Data entries:
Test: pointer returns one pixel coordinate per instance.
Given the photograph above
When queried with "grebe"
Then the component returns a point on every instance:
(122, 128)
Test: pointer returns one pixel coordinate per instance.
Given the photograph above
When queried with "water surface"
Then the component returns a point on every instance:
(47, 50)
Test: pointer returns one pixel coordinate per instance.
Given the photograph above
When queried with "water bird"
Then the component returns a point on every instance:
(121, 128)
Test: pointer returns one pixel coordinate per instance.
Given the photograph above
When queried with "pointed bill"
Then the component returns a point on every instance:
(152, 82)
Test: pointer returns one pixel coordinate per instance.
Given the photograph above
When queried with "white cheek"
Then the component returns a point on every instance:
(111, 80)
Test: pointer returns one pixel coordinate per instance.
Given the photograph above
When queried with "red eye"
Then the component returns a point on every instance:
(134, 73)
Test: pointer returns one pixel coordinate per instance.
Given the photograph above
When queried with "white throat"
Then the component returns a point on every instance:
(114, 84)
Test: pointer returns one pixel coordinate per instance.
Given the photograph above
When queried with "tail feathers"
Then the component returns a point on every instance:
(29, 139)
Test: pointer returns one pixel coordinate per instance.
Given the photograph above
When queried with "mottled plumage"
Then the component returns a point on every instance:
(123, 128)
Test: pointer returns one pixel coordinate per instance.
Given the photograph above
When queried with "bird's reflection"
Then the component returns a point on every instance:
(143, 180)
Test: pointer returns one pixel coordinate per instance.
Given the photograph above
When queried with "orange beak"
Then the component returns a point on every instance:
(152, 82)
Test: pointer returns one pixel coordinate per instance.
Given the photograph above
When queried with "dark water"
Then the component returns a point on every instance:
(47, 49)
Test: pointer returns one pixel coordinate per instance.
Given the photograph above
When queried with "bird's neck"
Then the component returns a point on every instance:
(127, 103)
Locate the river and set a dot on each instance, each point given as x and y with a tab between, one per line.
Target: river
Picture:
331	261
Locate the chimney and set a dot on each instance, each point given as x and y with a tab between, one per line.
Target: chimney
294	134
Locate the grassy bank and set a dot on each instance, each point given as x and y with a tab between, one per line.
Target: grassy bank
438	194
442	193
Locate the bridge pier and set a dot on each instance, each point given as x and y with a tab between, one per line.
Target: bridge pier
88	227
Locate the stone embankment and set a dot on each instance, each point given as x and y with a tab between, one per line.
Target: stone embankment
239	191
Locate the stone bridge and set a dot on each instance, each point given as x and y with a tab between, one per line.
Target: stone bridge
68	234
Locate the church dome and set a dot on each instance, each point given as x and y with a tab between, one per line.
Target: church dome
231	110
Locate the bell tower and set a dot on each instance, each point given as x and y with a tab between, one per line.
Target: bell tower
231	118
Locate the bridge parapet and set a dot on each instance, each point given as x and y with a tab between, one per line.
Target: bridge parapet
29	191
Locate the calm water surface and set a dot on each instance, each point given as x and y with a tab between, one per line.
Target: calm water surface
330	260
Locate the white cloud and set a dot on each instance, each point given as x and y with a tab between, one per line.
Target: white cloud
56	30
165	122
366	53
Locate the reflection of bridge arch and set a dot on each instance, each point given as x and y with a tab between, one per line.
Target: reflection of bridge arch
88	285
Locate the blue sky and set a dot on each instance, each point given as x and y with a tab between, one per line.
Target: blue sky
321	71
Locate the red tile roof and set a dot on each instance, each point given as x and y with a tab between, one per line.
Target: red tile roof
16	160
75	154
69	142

What needs to be done: From the records above, extract each line exactly as shown.

Full solution:
Test: pointer returns one pixel coordinate per instance.
Given the photograph above
When queried with "grebe"
Then the component returns a point on every instance:
(122, 128)
Test: pointer returns one pixel coordinate per instance.
Given the photograph above
When queried with "water surface"
Then the component returns a point on every instance:
(47, 50)
Test: pointer returns one pixel coordinate per instance.
Given the photograph above
When queried with "water bird"
Then the component returns a point on every instance:
(121, 128)
Test: pointer returns one pixel coordinate per instance.
Given the photograph above
When queried with "pointed bill"
Then the component returns a point on every instance:
(152, 82)
Test: pointer returns one pixel coordinate per instance.
Given the photograph above
When queried with "white cheek"
Then the component returns a point on every instance:
(111, 80)
Test: pointer returns one pixel coordinate per instance.
Given the photograph above
When queried with "red eye"
Then the component returns a point on every instance:
(134, 73)
Test: pointer returns one pixel coordinate per instance.
Given the photograph above
When queried with "white throat"
Then the component returns a point on every instance:
(114, 84)
Test: pointer returns one pixel coordinate per instance.
Given the photograph above
When queried with "tail feathers"
Then the component returns a point on every instance:
(29, 139)
Test: pointer returns one pixel coordinate per instance.
Given the photograph above
When queried with "mottled plumage"
Then the component returns a point on every instance:
(123, 128)
Test: pointer returns one pixel coordinate per instance.
Given the photograph above
When queried with "bird's reflection"
Then the component returns a point on every instance:
(143, 180)
Test: pointer returns one pixel coordinate per instance.
Given the photograph above
When queried with "orange beak"
Then the component returns a point on every instance:
(152, 82)
Test: pointer returns one pixel coordinate per instance.
Given the photograph above
When queried with "dark water"
Then the component returns a point on every instance:
(47, 49)
Test: pointer returns one pixel coordinate per instance.
Given the photograph above
When queried with "bird's neck"
Then the component returns a point on every instance:
(127, 103)
Locate the river and set a dot on each instance, each point given as x and y with a tab between, one per line.
Target: river
Picture:
331	261
Locate the chimney and set a dot on each instance, each point given as x and y with a tab between, one per line.
Target: chimney
294	134
Locate the grassy bank and set a dot on each instance, each point given as x and y with a tab between, one per line.
Target: grassy bank
438	194
442	193
Locate the bridge pier and set a dot on each instance, each point given as x and y with a tab between, one per line.
Target: bridge pier
88	227
Locate the stone embankment and set a dot on each instance, each point given as x and y with a tab between, one per line.
Target: stone embankment
239	191
Locate the stone bridge and set a dot on each instance, each point given as x and y with a tab between, one per line.
Target: stone bridge
68	234
Locate the church dome and set a dot on each instance, each point given as x and y with a tab between, one per line.
Target: church dome
231	110
Locate the bell tower and set a dot on each instance, each point given as x and y with a tab between, one per line.
Target: bell tower
231	118
Locate the bridge parapet and set a dot on each instance, each point given as x and y with a tab between, one per line.
Target: bridge parapet
29	191
Locate the calm water surface and set a dot on each instance, each point given as x and y with a tab between, one per line.
Target: calm water surface
330	260
Locate the white cloud and set a dot on each instance, each point given as x and y with a tab between, one per line.
Target: white cloud
56	30
165	122
366	53
Locate the reflection of bridge arch and set a dot on each instance, each point given as x and y with a tab between, one per line.
Target: reflection of bridge arch
88	285
Locate the blue sky and set a dot on each instance, each point given as x and y with a tab between, one per line.
Target: blue sky
321	71
Locate the red tile roof and set a dot on each instance, each point given as x and y with a tab between, one per line.
Target: red tile roof
16	160
75	154
69	142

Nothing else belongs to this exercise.